:: Data ::
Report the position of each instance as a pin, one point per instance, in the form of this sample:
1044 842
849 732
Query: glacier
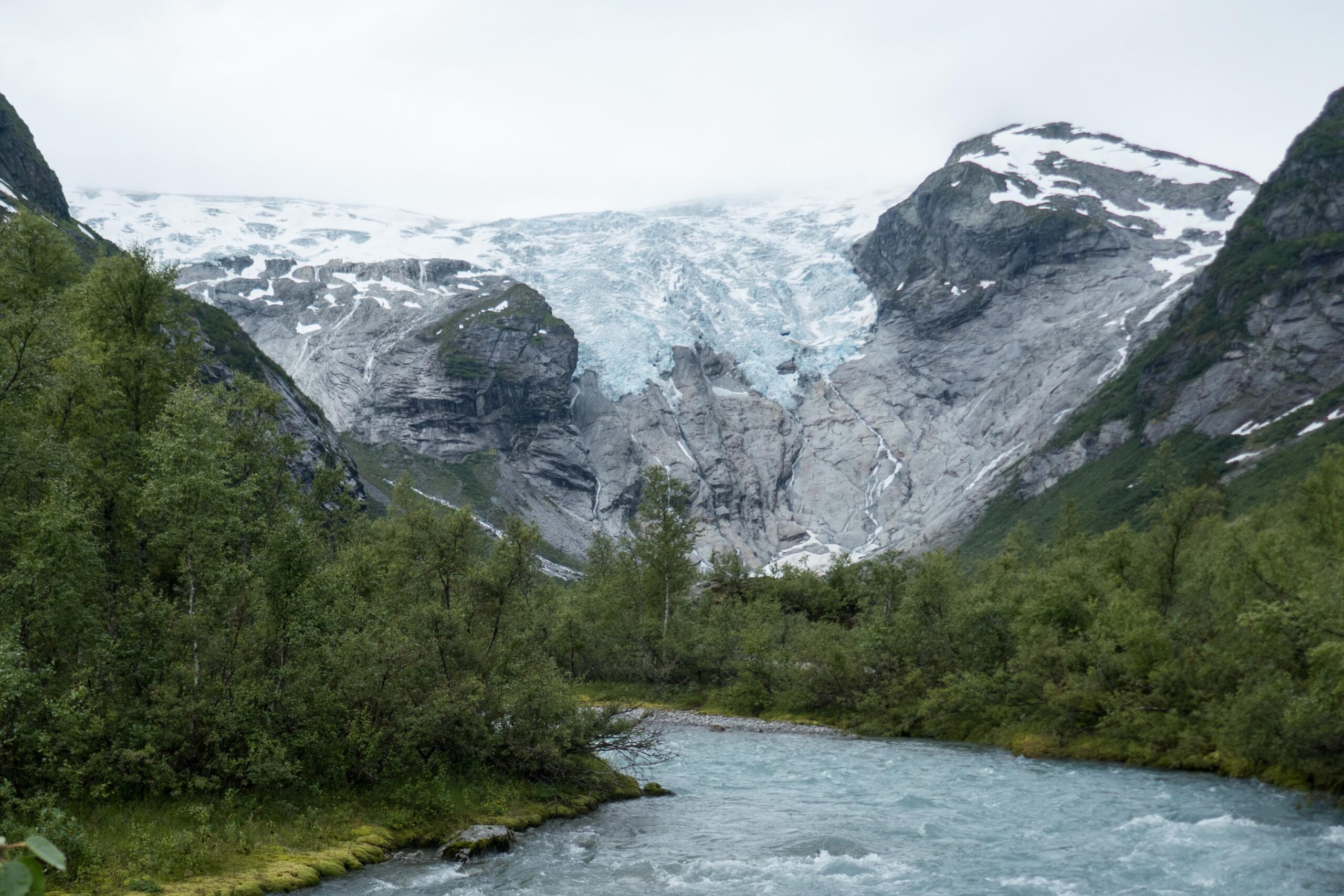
765 280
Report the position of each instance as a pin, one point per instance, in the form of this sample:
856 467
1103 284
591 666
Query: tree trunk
667 602
191 612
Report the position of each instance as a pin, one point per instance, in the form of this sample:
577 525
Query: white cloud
500 108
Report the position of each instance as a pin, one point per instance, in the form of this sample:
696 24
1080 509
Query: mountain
29 182
1246 383
820 397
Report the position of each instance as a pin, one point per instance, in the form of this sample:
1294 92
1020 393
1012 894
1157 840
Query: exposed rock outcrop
1010 287
27 182
1261 332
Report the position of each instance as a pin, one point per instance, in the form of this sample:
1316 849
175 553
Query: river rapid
808 815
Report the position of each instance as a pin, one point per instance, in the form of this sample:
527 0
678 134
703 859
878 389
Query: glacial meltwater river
814 816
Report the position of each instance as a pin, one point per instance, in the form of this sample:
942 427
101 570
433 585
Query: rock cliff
995 300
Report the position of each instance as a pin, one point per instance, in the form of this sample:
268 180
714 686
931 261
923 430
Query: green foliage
1179 637
181 621
23 875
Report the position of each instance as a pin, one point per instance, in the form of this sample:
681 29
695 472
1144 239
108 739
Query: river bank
248 847
799 816
702 708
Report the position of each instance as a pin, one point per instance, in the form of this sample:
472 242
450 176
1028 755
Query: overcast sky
494 109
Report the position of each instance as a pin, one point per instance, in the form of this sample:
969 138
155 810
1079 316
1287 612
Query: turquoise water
816 816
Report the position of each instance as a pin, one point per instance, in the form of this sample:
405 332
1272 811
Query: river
808 815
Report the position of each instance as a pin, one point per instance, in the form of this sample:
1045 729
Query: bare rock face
428 355
1010 287
27 182
1261 331
1042 471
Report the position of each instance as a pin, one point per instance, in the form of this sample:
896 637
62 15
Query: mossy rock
368 855
377 840
478 840
624 787
585 804
289 876
327 867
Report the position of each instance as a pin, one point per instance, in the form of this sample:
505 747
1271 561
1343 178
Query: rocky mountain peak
25 175
1261 331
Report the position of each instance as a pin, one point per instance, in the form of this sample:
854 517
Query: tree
666 535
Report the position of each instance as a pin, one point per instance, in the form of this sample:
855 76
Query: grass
469 481
706 700
248 846
1104 493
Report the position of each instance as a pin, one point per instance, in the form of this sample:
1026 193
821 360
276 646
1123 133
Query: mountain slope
814 413
765 280
1247 382
26 181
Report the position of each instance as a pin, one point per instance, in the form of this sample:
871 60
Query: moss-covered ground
249 846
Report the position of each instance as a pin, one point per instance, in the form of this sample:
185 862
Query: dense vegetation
1187 638
179 621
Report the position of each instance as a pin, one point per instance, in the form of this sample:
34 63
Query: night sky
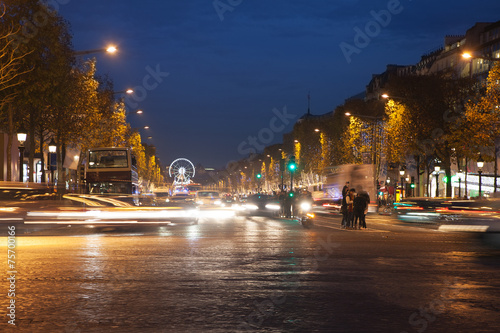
209 74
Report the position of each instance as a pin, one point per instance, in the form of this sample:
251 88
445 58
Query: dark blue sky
229 68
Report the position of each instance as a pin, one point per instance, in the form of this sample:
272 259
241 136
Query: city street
241 274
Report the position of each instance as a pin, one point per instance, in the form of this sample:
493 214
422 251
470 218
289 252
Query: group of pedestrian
354 208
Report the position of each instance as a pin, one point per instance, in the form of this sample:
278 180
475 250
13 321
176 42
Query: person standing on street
343 207
366 197
350 206
359 208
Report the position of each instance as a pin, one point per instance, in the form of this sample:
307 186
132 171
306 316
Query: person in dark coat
350 207
343 208
362 220
359 206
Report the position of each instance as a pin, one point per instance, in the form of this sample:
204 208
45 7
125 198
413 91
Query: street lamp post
460 175
437 168
480 164
21 137
52 150
402 174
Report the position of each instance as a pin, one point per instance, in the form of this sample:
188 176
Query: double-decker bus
189 189
111 170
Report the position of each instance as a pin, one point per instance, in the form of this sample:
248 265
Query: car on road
327 206
481 217
420 210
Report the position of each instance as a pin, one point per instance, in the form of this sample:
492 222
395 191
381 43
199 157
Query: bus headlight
305 206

:: What is asked ::
Write out the listing above again, exactly, but with no pictures in the copy.

:: Solution to this problem ::
Report the position of each instance as a pin, one point per instance, in the form of this sample:
1044 842
849 732
Query: glacier
765 280
Report the position of each instance as a pin, one point per instance, in the form of this sample:
856 467
1103 284
591 666
Query: tree trunk
667 602
191 612
Report the position of each instance as a pin, one point per instance, in the form of this sample:
577 525
Query: white cloud
500 108
Report the position of each instance as a pin, one point per instance, in the form of this sample:
696 24
1080 509
Query: mountain
29 182
1246 383
820 397
Report the position of each instance as a pin, one point per instance, in the form of this sample:
1294 92
1020 393
1012 894
1157 840
Query: exposed rock outcrop
1010 287
27 182
1261 332
Report the position of each instance as a pin, one point per instance, in the form of this sample:
1316 849
175 553
Query: river rapid
808 815
Report the position of each instance as a pin, one point per instance, in the form of this sample:
527 0
678 134
703 859
878 389
Query: glacial meltwater river
814 816
Report the position of each instance as a pin, one point per instance, in the form of this sample:
942 427
101 570
433 585
Query: rock cliff
995 300
Report the position of each instance as a pin, one point per instance, in the form of this sample:
268 180
714 686
931 261
923 430
Query: green foliage
1179 637
181 621
23 875
Report the position of each instance as a pin, one point per instance, in the form of this sample:
681 29
695 472
1144 239
108 739
Query: river bank
248 847
799 816
702 708
Report the position of each instance as a pin, one point per instance, in the form of this sample:
472 242
450 176
1028 755
Query: overcast sky
494 109
Report the position of each instance as a pin, one point per instance, in the form of this sample:
969 138
155 810
1079 316
1287 612
Query: turquoise water
816 816
Report the position of each instance as a pin, one point per instance, in the form of this sample:
405 332
1272 811
Query: river
808 815
Report the position of each instance as a pin, one point per instance, in the form of this sample:
1045 729
Query: bare rock face
428 355
1010 287
27 182
1261 331
1042 471
Report the position of each instance as a pin, one point per instance, in the form of this sample:
896 637
62 15
Query: mossy rock
368 855
377 840
478 840
624 787
585 804
289 876
327 867
Report the position of each instance as a pin, one point per instance, in the form of this sample:
505 747
1271 561
1343 178
Query: rocky mountain peak
25 175
1261 331
Report the position of each instance as a pin, one point per instance, in the form of this sample:
854 517
Query: tree
666 535
Report the position of each instance as a pin, one point per instance, in the form of this sample:
855 76
Query: grass
469 481
706 700
248 846
1104 493
Report the position of each instance as a pin, one point per instance, in the form of this sample:
1026 193
821 360
276 646
1123 133
Query: mountain slope
814 413
765 280
1247 382
26 181
Report the position of each instance as a pin, one point per instance, in the form of this sample:
871 60
Query: moss-covered ground
249 846
Report the position of each instance as a pin, one point per instance, in the form of this sample:
185 862
Query: dense vegetation
1187 638
179 621
Report the position of each instance as a pin, one point per instance, in the form of this sample:
34 63
Query: night sky
209 74
Report the position of each instance as a pin, one point per instance, in the form of this sample:
251 88
445 58
Query: dark blue sky
229 68
Report the position of each instance as a pin, one point per instance, in the form of this sample:
272 259
241 136
Query: city street
241 274
Report the position of each instance as a pin, one point per instance, in the form of this sample:
493 214
422 251
470 218
289 252
Query: group of pedestrian
354 208
Report the position of each instance as a pin, one point per instance, in the form of this sample:
278 180
475 250
13 321
176 42
Query: person standing on street
343 207
366 197
350 206
359 208
Report the position of each instance as a pin, one point per instance, in the form of this sample:
307 186
132 171
306 316
Query: person in dark coat
350 207
343 208
362 220
359 206
Report the position of each instance as a pin, one point per instance, in the form of this sample:
204 208
45 7
125 198
413 91
Query: street lamp post
460 175
437 168
480 164
21 137
52 150
402 174
Report the position of each instance as a pin, one point per instance, in the form of this sample:
188 176
Query: double-decker bus
189 189
111 170
Report the position of each instance as a pin, one point per instance, in the form of this sample:
248 265
Query: car on road
327 206
481 217
420 210
Report the position of each instance as a pin, one point per instance, in the form of this sample:
492 222
395 191
381 43
199 157
Query: bus headlight
305 206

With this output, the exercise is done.